▸ Dataset entries:
--------------------------------

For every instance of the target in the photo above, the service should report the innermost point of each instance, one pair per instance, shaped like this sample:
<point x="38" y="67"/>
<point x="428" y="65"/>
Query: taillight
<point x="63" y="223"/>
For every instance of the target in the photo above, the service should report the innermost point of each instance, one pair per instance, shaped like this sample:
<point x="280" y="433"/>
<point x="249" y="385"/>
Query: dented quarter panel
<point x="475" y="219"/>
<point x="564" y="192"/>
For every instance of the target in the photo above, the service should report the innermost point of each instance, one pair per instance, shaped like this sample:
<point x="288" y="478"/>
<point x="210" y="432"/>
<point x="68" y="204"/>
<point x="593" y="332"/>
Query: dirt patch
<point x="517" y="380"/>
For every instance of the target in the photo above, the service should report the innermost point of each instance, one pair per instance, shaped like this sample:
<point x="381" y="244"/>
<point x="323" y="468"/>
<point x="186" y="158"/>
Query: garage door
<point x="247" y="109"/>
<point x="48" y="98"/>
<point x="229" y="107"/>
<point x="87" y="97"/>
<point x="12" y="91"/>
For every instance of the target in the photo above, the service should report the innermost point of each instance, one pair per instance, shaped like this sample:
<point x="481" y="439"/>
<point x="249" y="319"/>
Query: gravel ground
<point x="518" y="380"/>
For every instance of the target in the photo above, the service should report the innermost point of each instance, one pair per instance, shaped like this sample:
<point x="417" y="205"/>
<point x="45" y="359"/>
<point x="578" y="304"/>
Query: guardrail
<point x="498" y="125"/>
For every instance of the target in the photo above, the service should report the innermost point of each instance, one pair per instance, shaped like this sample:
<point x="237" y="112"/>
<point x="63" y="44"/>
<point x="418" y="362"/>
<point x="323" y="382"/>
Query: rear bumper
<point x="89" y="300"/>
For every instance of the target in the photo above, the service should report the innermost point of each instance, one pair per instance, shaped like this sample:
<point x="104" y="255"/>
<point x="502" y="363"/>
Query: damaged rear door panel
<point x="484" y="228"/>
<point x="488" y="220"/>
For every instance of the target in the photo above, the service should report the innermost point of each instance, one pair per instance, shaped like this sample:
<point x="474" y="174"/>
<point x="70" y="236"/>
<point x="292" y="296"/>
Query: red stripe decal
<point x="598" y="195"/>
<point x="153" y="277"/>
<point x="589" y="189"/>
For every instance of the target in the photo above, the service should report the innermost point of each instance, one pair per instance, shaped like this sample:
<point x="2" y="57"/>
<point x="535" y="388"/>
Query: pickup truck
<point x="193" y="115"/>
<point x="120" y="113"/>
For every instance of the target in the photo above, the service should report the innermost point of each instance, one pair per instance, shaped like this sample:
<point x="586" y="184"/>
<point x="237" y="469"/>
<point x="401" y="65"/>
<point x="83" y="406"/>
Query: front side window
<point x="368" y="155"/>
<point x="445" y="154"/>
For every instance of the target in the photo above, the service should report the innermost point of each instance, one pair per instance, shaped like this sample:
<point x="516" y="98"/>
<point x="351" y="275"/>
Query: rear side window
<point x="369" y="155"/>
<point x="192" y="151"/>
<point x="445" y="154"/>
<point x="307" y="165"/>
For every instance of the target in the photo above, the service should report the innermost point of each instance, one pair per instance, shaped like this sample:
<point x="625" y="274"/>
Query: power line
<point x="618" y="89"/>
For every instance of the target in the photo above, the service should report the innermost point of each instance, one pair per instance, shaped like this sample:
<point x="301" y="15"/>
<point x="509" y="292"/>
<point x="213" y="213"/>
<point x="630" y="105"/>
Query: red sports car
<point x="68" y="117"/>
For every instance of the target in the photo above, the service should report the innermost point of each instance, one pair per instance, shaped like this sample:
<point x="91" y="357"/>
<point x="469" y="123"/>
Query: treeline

--------------------------------

▸ PROMPT:
Return the entries above, every line intact.

▸ RESULT FOR THIS EXERCISE:
For every instance of the target in the photo above, the service should report the innermost point of each instance, one pair per instance, shaped like this sample:
<point x="38" y="67"/>
<point x="428" y="65"/>
Query: taillight
<point x="63" y="223"/>
For every instance of the target in the photo above, the service should report the innermost point of each instance, one pair per instance, shaped like this sample:
<point x="280" y="433"/>
<point x="249" y="385"/>
Query: dented quarter panel
<point x="475" y="219"/>
<point x="564" y="192"/>
For every instance of the target in the photo above, the service should report the innermost point of each instance, one pair per instance, shaped like this sample:
<point x="288" y="478"/>
<point x="210" y="432"/>
<point x="68" y="204"/>
<point x="593" y="332"/>
Query: dirt patch
<point x="517" y="380"/>
For every instance of the target in the photo above, the service should report the innermost point of each instance, one pair per instance, shaped like this sample:
<point x="381" y="244"/>
<point x="323" y="468"/>
<point x="186" y="158"/>
Query: garage door
<point x="247" y="109"/>
<point x="48" y="98"/>
<point x="229" y="107"/>
<point x="87" y="97"/>
<point x="12" y="91"/>
For every instance of the target in the photo above, the service should report the innermost point of each instance, one pair per instance, shaped like this sample:
<point x="481" y="439"/>
<point x="249" y="319"/>
Query: gravel ground
<point x="518" y="380"/>
For every instance of the target in the photo above, the service should report the innermost point of each instance, one pair per instance, shaped like this sample:
<point x="417" y="205"/>
<point x="45" y="359"/>
<point x="578" y="304"/>
Query: guardrail
<point x="498" y="125"/>
For every instance of the target in the photo above, the service should report the innermost point of each instance, one pair per instance, shaped like this sample:
<point x="237" y="112"/>
<point x="63" y="44"/>
<point x="418" y="362"/>
<point x="323" y="382"/>
Query: rear bumper
<point x="89" y="300"/>
For every instance of the target in the photo above, the service should report the innermost point of each instance, one pair per instance, shaped like this sample:
<point x="104" y="255"/>
<point x="502" y="363"/>
Query: damaged rear door panel
<point x="484" y="228"/>
<point x="488" y="220"/>
For every instance of the target in the photo above, the service should report the innermost point of each instance, one pair per instance, shaped like this sample:
<point x="474" y="174"/>
<point x="70" y="236"/>
<point x="292" y="296"/>
Query: red stripe decal
<point x="598" y="195"/>
<point x="153" y="277"/>
<point x="589" y="189"/>
For every instance of the target in the photo above, the service should report the innermost point of each instance, one pair per instance, shaped like this sample:
<point x="2" y="57"/>
<point x="535" y="388"/>
Query: pickup truck
<point x="193" y="115"/>
<point x="120" y="113"/>
For every instance of the target in the photo above, the service should report the innermost point of each instance, one pair per instance, shaped like this sample:
<point x="586" y="184"/>
<point x="237" y="469"/>
<point x="401" y="65"/>
<point x="83" y="406"/>
Query: front side window
<point x="368" y="155"/>
<point x="445" y="154"/>
For every instance of the target in the photo above, the service should report the innermost point of each instance, one pair per instance, shaped like this sample:
<point x="516" y="98"/>
<point x="351" y="275"/>
Query: rear side window
<point x="369" y="155"/>
<point x="192" y="151"/>
<point x="445" y="154"/>
<point x="307" y="165"/>
For every instance of the target in the photo above, the service should report the innermost point of each instance, one pair per instance, shaped like this sample:
<point x="625" y="274"/>
Query: power line
<point x="618" y="89"/>
For every instance of the target in the photo above, the service should report the innermost point of each instance, one pair per instance, shaped like this sample:
<point x="301" y="15"/>
<point x="509" y="292"/>
<point x="213" y="213"/>
<point x="630" y="105"/>
Query: red sports car
<point x="68" y="117"/>
For every instance of the target in the photo above, the service should report the innermost point of each instance, one pair per instance, shaped like this sample:
<point x="91" y="357"/>
<point x="469" y="123"/>
Query: treeline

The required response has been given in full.